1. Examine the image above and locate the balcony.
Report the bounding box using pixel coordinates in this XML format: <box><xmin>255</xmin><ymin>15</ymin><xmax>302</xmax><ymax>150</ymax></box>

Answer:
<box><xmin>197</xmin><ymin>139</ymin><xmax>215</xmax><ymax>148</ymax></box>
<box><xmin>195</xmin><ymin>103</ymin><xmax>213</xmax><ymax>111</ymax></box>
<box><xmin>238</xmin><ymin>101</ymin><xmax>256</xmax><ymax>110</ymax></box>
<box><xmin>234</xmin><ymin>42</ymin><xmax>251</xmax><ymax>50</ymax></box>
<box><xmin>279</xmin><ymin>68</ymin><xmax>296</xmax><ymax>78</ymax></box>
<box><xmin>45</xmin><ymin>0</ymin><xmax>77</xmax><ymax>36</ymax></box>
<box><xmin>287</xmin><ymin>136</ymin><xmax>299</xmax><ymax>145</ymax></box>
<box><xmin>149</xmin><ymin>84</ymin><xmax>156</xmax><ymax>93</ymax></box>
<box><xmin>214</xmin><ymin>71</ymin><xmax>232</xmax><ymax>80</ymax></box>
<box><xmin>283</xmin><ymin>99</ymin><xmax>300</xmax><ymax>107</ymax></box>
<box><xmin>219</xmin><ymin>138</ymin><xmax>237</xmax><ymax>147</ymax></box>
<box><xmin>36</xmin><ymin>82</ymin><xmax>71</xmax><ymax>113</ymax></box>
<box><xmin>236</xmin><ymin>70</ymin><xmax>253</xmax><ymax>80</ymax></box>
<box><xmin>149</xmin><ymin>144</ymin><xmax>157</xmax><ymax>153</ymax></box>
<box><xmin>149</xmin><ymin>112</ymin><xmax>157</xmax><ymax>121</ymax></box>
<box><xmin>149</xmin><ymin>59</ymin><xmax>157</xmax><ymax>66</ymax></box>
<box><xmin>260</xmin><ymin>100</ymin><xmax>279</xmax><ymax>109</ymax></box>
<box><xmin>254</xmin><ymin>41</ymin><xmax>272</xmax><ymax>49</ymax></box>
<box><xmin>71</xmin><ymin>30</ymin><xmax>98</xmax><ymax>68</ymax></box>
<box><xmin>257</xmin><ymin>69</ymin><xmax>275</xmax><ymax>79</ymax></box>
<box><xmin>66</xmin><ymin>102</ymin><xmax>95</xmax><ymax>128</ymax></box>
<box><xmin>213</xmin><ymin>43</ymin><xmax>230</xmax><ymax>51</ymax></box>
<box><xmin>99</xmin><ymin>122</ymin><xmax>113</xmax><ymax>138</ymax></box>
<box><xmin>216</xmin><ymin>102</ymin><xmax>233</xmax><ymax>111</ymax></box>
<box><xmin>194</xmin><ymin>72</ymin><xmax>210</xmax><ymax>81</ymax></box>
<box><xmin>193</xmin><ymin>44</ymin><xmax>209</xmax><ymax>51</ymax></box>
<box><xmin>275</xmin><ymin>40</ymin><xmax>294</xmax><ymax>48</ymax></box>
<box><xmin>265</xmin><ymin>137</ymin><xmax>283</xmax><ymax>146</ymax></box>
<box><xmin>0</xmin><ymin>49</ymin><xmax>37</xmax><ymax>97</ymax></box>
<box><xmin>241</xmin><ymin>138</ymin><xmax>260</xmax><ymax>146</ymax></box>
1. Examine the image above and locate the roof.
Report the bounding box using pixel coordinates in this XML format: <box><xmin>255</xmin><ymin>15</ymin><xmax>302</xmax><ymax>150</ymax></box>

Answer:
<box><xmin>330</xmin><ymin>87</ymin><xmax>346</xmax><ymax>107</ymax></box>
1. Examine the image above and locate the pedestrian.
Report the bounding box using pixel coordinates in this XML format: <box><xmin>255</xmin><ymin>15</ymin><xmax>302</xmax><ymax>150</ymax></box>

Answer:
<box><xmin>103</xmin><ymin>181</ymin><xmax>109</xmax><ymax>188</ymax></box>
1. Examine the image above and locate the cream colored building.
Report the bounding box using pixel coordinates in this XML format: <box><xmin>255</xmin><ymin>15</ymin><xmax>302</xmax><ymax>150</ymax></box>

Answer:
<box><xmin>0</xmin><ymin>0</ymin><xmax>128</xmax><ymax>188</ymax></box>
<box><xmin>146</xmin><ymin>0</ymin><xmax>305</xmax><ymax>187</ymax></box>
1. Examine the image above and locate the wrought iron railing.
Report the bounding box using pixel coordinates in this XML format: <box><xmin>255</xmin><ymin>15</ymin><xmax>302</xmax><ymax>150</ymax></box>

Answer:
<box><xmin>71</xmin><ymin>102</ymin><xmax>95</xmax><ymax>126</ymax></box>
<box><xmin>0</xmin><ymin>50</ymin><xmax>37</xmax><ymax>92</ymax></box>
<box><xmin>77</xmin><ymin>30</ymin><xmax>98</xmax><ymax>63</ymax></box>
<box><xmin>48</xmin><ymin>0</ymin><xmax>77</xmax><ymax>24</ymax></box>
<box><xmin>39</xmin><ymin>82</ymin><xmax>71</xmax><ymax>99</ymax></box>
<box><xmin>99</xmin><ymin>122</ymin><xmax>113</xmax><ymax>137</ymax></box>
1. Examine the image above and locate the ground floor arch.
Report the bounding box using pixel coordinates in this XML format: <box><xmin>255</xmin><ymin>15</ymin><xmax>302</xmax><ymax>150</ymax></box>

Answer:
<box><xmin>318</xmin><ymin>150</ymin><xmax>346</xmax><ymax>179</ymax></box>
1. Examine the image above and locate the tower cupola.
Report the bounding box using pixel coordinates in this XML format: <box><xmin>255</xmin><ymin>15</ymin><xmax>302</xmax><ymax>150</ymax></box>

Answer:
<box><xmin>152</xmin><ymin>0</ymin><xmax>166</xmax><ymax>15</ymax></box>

* * * * * * *

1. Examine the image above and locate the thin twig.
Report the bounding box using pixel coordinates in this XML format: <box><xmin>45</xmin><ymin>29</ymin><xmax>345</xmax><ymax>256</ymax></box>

* * * * * * *

- **Work required**
Give the count of lines in the data that contain the word "above", and write nothing besides it.

- **Answer to the exercise**
8